PROBLEM DESCRIPTION - For each line below with the word "grass", write out a copy.

:::::

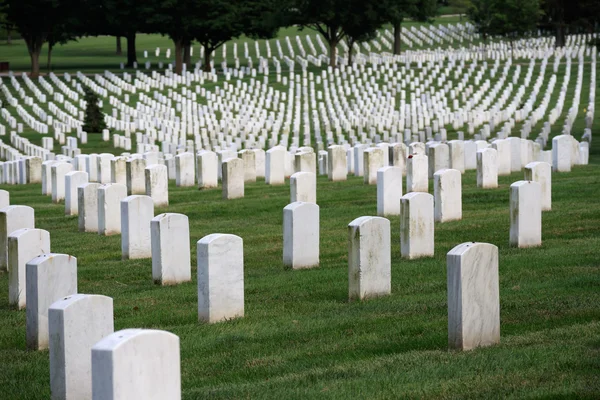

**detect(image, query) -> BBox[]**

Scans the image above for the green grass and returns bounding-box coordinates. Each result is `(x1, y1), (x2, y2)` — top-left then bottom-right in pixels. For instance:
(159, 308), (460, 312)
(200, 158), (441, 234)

(0, 142), (599, 398)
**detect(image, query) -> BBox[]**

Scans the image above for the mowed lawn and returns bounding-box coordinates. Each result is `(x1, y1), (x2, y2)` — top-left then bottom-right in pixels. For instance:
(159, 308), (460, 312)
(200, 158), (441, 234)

(0, 140), (597, 398)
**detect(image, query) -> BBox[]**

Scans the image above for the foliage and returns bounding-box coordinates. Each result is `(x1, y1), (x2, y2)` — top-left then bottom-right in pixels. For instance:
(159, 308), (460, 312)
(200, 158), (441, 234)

(468, 0), (541, 43)
(82, 86), (106, 133)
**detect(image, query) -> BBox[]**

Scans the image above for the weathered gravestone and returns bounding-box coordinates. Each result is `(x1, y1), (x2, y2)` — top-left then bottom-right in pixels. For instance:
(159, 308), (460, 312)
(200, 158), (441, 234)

(92, 329), (181, 400)
(121, 195), (154, 260)
(348, 216), (391, 300)
(197, 234), (244, 323)
(49, 294), (114, 400)
(447, 242), (500, 351)
(151, 213), (191, 285)
(283, 202), (319, 269)
(26, 253), (78, 350)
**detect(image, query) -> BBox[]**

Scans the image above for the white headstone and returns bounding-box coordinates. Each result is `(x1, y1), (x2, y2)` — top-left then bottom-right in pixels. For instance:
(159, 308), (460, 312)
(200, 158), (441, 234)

(65, 171), (88, 216)
(524, 162), (551, 211)
(197, 234), (244, 323)
(151, 213), (191, 285)
(26, 253), (78, 350)
(0, 205), (35, 271)
(476, 148), (498, 189)
(175, 152), (195, 187)
(51, 162), (74, 203)
(509, 180), (542, 248)
(434, 169), (462, 223)
(348, 216), (391, 300)
(327, 145), (347, 181)
(126, 158), (147, 195)
(377, 166), (403, 216)
(266, 147), (285, 185)
(49, 294), (114, 400)
(283, 202), (319, 269)
(145, 165), (169, 207)
(8, 228), (50, 309)
(91, 329), (181, 400)
(197, 151), (218, 189)
(552, 134), (571, 172)
(406, 154), (428, 193)
(98, 183), (128, 236)
(447, 242), (500, 351)
(121, 195), (154, 259)
(290, 172), (316, 203)
(78, 183), (101, 233)
(400, 192), (434, 259)
(222, 158), (244, 199)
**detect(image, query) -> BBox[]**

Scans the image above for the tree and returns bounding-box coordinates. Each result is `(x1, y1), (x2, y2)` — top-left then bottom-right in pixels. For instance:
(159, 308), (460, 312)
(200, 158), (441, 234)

(190, 0), (280, 73)
(383, 0), (438, 55)
(0, 9), (15, 44)
(541, 0), (600, 47)
(82, 86), (107, 133)
(467, 0), (499, 43)
(293, 0), (350, 67)
(0, 0), (81, 77)
(342, 0), (386, 64)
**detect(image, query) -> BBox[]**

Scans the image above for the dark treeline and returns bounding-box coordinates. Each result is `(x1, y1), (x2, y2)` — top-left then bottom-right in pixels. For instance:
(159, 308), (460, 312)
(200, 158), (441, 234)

(0, 0), (598, 78)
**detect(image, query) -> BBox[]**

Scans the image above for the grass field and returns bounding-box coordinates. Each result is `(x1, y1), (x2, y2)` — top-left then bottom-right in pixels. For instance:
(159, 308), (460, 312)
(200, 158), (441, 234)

(0, 16), (599, 399)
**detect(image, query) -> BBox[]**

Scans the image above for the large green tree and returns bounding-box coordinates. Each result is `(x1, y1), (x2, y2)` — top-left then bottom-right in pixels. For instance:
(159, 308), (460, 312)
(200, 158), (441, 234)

(384, 0), (438, 55)
(342, 0), (387, 64)
(0, 0), (82, 77)
(541, 0), (600, 47)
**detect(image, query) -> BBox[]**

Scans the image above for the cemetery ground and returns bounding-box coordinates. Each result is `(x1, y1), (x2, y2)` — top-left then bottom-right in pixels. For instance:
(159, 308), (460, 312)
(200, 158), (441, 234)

(0, 143), (598, 397)
(0, 17), (599, 399)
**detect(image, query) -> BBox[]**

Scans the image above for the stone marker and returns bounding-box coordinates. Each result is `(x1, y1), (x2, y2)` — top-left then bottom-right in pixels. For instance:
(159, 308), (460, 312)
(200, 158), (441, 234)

(42, 160), (58, 195)
(98, 183), (128, 236)
(222, 158), (244, 199)
(49, 294), (114, 400)
(51, 162), (74, 203)
(175, 152), (195, 187)
(0, 189), (8, 209)
(121, 195), (154, 260)
(238, 150), (257, 183)
(428, 143), (450, 179)
(65, 171), (88, 216)
(97, 154), (114, 184)
(552, 134), (571, 172)
(327, 145), (347, 181)
(25, 157), (42, 183)
(406, 154), (428, 193)
(507, 137), (522, 172)
(86, 154), (99, 182)
(110, 157), (127, 186)
(476, 148), (498, 189)
(283, 202), (319, 269)
(151, 213), (191, 285)
(447, 140), (465, 174)
(8, 228), (50, 309)
(434, 169), (462, 222)
(197, 234), (244, 323)
(26, 253), (78, 350)
(491, 139), (511, 176)
(78, 183), (101, 233)
(363, 148), (385, 185)
(400, 192), (434, 259)
(266, 146), (285, 185)
(524, 162), (551, 211)
(295, 151), (317, 175)
(126, 158), (147, 195)
(447, 242), (500, 351)
(145, 165), (169, 207)
(510, 180), (542, 248)
(252, 149), (266, 178)
(197, 150), (218, 189)
(290, 172), (316, 203)
(391, 143), (407, 175)
(91, 329), (181, 400)
(377, 166), (403, 216)
(0, 205), (35, 271)
(348, 216), (391, 300)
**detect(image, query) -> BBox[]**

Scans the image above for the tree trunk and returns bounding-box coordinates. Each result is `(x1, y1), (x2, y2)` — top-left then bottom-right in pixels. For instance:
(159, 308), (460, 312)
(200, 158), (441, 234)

(183, 42), (191, 68)
(329, 38), (338, 67)
(393, 21), (402, 55)
(25, 35), (44, 78)
(47, 42), (53, 71)
(6, 26), (11, 45)
(174, 38), (183, 75)
(203, 46), (212, 72)
(555, 24), (566, 47)
(116, 36), (122, 55)
(347, 39), (354, 65)
(126, 32), (137, 68)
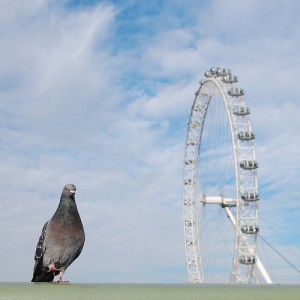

:::::

OUTPUT FOR THIS TASK -
Scans the image above for the green grass and returns bounding-box coordinates. Each result is `(x1, y1), (x2, y2)` — top-left then bottom-right in pixels. For instance:
Scans the image above for the grass field and returns bounding-box coordinates. Each result is `(x1, y1), (x2, y2)` — top-left then bottom-right in pixels. For instance:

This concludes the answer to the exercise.